WHAT YOU SHOULD DO: This exercise calls for every line of the data below with the string "curved" in it.

*** RECORDS Section Begins ***

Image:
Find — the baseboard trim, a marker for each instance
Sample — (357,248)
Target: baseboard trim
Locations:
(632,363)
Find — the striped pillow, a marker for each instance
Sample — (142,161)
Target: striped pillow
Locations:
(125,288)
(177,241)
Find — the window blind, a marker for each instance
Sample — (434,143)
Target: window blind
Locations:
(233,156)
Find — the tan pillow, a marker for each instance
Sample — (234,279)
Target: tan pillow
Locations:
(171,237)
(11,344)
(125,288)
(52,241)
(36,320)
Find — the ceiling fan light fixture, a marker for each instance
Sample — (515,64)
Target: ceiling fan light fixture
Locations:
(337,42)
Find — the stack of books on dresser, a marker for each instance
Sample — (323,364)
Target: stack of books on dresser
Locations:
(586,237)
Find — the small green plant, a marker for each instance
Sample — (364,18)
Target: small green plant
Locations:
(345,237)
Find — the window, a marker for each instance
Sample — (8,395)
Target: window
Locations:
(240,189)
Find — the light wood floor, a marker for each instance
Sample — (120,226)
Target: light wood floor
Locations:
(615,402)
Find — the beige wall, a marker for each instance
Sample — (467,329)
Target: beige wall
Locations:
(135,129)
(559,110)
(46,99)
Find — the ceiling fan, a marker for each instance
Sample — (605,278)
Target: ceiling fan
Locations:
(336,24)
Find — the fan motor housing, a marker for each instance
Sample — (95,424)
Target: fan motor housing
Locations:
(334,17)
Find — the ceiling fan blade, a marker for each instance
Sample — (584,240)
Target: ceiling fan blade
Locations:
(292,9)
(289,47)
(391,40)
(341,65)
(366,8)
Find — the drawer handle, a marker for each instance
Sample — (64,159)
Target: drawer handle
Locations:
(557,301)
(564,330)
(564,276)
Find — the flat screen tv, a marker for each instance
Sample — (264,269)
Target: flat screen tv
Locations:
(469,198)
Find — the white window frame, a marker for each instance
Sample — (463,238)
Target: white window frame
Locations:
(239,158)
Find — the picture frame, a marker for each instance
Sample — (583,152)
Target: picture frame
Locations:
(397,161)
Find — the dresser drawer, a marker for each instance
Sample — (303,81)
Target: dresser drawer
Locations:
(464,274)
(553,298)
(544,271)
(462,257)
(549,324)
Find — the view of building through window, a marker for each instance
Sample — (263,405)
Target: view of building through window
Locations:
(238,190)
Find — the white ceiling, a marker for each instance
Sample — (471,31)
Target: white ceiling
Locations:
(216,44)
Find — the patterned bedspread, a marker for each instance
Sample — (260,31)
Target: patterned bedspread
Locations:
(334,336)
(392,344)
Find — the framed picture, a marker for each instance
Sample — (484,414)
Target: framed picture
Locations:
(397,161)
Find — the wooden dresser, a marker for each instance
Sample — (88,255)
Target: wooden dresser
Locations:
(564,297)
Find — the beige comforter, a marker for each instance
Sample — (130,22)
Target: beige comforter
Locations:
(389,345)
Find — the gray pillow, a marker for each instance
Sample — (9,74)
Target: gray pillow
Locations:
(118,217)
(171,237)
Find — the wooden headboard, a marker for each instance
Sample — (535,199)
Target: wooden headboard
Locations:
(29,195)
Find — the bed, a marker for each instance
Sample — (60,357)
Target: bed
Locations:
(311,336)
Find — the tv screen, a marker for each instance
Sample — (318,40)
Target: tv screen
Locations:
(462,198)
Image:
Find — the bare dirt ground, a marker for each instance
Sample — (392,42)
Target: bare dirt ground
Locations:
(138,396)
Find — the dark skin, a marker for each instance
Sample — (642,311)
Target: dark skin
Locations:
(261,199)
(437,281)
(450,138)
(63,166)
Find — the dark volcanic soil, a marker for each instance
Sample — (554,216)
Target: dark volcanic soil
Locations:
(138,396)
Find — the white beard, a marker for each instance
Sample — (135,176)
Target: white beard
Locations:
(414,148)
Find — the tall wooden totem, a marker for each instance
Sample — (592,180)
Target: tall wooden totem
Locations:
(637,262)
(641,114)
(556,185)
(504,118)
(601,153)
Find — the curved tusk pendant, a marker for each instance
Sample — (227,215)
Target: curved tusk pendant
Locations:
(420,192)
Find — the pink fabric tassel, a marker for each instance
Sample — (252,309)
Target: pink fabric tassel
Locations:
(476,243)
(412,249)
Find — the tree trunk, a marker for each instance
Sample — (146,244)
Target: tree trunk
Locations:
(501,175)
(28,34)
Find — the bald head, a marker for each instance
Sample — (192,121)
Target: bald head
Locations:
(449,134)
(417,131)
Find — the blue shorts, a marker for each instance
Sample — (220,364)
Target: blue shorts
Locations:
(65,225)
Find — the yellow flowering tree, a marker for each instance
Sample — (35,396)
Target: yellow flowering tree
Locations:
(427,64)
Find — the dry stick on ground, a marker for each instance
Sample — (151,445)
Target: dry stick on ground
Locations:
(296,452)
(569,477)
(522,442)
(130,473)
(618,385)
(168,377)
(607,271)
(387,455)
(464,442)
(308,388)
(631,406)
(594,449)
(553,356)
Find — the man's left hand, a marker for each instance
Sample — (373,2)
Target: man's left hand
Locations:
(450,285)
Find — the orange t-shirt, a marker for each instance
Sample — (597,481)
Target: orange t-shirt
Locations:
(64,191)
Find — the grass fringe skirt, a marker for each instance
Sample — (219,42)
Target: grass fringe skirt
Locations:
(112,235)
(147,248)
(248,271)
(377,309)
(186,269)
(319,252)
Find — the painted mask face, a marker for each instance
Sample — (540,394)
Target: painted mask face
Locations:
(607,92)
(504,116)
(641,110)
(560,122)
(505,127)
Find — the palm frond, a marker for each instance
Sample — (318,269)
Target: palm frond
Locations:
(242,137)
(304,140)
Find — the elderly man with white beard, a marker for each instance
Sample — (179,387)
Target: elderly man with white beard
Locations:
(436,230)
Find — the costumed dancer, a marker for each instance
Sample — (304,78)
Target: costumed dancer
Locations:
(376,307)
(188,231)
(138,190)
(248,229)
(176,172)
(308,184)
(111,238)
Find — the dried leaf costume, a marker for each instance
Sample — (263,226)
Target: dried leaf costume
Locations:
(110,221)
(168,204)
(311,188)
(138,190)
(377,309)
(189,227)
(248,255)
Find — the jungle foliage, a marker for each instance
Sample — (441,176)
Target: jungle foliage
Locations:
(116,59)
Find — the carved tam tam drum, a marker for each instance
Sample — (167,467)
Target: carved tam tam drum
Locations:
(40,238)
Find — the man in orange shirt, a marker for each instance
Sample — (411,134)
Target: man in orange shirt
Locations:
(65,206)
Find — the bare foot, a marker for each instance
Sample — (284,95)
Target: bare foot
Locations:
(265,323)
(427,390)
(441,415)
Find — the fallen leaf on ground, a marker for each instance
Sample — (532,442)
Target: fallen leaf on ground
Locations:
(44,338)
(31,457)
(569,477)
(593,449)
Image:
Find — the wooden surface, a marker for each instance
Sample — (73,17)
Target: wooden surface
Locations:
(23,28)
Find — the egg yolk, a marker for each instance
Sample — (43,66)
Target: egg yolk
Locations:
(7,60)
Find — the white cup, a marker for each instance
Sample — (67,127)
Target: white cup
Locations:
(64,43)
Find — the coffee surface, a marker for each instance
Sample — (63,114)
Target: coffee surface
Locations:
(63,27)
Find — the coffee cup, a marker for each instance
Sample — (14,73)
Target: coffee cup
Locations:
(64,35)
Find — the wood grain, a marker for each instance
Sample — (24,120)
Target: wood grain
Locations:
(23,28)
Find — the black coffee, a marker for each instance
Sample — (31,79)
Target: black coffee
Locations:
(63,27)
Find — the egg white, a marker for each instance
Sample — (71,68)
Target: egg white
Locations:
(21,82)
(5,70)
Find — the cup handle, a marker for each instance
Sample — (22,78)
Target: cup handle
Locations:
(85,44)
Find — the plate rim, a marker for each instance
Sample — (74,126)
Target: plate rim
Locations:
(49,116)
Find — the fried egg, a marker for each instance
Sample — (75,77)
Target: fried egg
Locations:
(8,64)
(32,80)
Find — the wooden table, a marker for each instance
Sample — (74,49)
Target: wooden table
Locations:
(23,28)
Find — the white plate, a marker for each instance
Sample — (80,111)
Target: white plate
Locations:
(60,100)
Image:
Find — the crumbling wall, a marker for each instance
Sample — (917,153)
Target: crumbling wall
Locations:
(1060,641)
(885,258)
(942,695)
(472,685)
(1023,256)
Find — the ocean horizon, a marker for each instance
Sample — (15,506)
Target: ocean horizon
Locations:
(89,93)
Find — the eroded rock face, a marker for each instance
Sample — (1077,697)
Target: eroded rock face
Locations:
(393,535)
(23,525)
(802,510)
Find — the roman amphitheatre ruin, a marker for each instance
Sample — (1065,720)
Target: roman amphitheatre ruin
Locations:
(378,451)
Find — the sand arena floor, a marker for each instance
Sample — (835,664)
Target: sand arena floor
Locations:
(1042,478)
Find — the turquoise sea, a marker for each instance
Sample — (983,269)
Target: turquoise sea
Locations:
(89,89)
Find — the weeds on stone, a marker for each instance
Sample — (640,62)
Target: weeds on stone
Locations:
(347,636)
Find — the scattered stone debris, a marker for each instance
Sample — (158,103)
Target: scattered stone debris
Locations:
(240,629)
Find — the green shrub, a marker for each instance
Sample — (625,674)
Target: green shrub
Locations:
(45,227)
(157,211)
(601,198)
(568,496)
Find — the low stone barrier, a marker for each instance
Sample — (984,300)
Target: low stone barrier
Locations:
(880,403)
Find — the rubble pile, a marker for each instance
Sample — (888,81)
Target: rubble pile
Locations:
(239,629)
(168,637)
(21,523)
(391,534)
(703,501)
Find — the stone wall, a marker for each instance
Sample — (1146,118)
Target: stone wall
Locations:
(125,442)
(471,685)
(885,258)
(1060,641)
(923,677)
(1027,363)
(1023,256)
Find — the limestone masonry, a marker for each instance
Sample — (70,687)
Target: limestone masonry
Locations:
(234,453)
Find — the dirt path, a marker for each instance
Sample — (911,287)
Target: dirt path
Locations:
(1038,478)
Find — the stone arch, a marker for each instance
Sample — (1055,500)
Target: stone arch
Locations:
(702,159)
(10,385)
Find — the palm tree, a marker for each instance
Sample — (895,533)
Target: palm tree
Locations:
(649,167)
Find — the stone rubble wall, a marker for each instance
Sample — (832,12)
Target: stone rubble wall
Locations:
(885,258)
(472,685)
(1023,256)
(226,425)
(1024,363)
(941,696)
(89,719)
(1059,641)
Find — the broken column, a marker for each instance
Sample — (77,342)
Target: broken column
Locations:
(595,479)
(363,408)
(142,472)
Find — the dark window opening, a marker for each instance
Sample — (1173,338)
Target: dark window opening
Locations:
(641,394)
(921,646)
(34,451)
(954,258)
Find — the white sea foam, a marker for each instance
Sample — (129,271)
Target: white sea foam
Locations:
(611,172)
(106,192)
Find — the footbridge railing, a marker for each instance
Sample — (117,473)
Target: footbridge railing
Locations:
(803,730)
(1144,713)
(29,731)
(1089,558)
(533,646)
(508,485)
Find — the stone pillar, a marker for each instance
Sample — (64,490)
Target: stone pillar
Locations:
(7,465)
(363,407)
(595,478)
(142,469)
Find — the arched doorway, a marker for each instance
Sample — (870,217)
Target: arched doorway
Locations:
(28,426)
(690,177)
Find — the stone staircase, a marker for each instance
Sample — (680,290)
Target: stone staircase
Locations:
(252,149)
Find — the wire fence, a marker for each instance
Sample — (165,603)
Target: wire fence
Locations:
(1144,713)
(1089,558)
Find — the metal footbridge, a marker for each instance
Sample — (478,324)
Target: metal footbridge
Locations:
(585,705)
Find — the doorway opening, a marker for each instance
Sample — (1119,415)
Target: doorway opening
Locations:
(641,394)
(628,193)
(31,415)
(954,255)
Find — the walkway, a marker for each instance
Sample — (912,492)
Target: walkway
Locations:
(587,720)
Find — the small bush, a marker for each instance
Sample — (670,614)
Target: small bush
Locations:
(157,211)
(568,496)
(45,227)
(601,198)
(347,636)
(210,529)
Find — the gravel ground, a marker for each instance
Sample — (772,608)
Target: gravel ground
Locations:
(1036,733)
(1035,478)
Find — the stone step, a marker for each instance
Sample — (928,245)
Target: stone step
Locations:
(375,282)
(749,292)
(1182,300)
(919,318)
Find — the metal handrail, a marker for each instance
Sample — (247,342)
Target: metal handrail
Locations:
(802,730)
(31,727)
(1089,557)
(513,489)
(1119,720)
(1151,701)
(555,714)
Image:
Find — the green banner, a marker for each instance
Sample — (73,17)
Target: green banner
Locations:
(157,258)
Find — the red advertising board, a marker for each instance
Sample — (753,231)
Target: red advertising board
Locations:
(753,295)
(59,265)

*** RECORDS Section Ends ***

ANSWER AREA:
Find — the curved tusk pendant, a marker for each instance
Target: curved tusk pendant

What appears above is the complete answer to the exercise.